## Supplied records

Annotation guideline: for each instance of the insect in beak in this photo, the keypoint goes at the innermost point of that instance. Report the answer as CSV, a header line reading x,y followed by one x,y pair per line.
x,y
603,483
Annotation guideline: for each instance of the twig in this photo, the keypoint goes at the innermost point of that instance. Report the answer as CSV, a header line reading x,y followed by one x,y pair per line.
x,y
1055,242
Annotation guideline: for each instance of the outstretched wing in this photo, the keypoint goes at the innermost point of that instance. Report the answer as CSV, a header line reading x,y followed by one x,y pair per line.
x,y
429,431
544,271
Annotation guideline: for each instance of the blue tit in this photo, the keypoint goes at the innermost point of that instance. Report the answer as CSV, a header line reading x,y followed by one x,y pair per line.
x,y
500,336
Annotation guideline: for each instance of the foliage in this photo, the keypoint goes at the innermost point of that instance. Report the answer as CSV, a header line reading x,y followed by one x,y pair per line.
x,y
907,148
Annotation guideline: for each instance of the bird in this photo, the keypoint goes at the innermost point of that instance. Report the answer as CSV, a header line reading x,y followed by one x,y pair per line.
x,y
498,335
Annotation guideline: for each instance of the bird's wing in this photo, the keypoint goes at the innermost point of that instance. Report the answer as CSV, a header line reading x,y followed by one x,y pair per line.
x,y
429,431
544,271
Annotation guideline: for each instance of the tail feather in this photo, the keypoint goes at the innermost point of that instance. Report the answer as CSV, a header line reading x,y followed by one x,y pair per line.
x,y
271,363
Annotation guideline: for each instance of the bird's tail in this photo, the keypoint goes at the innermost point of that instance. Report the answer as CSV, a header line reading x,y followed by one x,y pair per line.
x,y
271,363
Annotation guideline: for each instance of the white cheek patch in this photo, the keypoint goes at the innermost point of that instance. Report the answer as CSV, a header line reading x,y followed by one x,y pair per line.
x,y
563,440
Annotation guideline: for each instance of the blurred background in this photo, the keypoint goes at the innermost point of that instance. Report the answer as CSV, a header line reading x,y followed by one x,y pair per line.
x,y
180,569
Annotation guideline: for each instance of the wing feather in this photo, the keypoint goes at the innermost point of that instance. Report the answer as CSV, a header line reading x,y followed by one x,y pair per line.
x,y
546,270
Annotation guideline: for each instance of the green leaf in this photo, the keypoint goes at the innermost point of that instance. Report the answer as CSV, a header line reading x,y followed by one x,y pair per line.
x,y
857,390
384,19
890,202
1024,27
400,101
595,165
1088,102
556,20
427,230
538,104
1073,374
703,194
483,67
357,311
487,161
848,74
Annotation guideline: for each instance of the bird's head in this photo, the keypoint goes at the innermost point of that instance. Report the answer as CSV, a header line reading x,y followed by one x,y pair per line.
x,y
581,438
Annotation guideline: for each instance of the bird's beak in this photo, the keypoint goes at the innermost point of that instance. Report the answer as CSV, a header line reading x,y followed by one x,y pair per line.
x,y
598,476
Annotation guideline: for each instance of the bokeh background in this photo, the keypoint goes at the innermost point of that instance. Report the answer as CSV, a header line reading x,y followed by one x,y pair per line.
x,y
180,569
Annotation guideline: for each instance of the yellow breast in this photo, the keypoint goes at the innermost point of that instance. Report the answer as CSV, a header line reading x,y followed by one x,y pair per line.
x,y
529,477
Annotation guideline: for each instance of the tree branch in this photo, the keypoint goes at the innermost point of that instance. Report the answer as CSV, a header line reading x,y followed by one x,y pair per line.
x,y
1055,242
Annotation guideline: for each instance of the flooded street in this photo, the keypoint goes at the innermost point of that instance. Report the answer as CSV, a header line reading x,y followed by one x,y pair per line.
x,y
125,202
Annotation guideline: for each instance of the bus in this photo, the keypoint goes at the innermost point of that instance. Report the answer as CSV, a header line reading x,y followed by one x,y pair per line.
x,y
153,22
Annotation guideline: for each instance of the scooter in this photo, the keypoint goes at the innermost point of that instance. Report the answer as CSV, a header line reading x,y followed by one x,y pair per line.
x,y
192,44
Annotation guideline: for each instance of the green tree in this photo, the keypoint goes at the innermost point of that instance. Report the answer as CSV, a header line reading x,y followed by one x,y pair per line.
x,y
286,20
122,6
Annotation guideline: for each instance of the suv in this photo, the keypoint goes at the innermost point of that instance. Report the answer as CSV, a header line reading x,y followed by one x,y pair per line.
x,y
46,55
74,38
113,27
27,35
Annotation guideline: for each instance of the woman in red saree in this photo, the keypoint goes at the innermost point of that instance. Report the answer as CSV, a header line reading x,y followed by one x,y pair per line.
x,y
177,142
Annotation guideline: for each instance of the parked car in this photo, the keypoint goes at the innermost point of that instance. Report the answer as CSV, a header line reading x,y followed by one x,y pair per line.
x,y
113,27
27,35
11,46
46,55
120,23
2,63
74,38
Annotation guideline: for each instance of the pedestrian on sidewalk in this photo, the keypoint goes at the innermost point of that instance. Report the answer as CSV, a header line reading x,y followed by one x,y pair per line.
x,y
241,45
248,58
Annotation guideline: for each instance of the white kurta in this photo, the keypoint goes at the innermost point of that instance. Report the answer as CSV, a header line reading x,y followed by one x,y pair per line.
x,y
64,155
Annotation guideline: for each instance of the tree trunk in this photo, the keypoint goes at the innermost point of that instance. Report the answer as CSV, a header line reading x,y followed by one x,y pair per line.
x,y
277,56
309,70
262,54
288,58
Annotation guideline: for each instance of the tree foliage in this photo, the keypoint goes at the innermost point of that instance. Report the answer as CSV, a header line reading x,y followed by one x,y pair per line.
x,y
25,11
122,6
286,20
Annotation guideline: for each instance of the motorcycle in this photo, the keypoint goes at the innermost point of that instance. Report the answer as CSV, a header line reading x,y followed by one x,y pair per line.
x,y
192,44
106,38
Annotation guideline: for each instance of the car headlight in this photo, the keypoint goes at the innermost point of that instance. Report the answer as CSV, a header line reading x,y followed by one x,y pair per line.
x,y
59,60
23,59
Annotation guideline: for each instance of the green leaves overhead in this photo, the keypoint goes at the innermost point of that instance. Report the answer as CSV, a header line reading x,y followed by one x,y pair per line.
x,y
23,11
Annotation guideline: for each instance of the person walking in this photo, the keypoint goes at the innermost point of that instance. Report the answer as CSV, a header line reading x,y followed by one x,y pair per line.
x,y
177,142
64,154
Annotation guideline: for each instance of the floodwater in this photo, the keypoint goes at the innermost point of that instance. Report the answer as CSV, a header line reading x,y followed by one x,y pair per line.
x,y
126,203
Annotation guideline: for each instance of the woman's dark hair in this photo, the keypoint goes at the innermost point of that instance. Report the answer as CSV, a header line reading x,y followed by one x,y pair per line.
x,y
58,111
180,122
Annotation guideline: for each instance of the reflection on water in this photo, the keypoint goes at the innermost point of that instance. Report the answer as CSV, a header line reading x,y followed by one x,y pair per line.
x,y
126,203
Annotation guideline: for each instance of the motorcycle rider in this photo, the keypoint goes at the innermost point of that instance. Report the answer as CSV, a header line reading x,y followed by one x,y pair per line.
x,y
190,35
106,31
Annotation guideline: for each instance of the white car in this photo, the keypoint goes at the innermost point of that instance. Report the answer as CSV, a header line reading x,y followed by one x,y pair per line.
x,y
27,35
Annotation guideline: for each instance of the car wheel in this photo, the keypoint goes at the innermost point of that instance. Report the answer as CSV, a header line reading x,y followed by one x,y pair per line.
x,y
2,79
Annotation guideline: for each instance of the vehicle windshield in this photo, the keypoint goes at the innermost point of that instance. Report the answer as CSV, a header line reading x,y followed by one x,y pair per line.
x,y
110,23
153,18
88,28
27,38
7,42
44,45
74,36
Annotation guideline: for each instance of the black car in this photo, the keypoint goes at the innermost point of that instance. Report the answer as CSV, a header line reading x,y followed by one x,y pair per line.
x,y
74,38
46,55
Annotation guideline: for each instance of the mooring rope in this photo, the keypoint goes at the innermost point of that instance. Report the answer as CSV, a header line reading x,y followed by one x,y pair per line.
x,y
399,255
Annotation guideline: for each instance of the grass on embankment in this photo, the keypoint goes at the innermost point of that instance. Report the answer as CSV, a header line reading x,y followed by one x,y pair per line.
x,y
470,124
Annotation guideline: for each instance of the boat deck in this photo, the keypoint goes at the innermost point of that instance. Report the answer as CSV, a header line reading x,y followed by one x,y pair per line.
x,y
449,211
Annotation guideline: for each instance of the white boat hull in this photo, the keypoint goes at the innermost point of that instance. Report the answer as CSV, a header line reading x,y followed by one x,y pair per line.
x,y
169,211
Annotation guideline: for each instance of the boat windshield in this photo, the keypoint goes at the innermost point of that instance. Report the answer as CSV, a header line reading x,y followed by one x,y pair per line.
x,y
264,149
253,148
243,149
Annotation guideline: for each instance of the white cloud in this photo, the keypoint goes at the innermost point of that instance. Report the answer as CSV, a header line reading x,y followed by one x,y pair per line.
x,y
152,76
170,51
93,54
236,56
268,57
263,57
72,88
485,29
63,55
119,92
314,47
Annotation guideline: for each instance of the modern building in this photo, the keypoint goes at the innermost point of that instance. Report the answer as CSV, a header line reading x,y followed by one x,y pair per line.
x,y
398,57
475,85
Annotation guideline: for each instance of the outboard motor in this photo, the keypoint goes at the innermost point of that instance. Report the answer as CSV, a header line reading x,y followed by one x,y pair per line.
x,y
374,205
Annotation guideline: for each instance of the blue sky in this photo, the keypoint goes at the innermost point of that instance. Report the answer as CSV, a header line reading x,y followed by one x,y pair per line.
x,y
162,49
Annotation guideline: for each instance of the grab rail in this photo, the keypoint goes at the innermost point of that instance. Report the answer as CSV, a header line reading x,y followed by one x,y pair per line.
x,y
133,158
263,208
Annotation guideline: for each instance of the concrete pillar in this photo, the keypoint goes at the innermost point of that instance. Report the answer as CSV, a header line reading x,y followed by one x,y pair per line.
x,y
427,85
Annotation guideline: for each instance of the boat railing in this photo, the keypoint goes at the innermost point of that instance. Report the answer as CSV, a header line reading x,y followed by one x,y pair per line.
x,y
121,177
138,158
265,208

## Task to complete
Give back exactly the lines running from the line containing "Annotation guideline: for each instance of the outboard" through the end of the material above, both included, and nothing beyond them.

## Result
Annotation guideline: for each instance of the outboard motor in this photo, the keypoint goes at the innermost point of that instance. Report the answer as CSV, a header line reading x,y followed by one x,y pair per line.
x,y
374,205
Annotation guideline: for each instance of the blue sky in this photo, the keypoint goes at the innermost point of that instance. Report the answer as CSV, a header line reading x,y followed by one x,y pair per line.
x,y
162,49
Annotation guideline: for each instance of the grab rail in this photo, the keypoint goes at the innermost point of that instance. Report the answer as CSV, a header line reading x,y followed by one x,y pair per line.
x,y
133,158
263,208
Annotation guideline: for each instance of the concrete pillar in this photo, the keypoint goes at the innermost point of that instance. Report the answer as CSV, a header line reading x,y followed by one x,y pair per line.
x,y
427,85
Annotation guideline: for each instance of the boat railing in this photo, the keypoint goes at the innermost point of that instance. Report the answer as CSV, a header line reading x,y followed by one x,y pair per line.
x,y
121,177
138,158
265,208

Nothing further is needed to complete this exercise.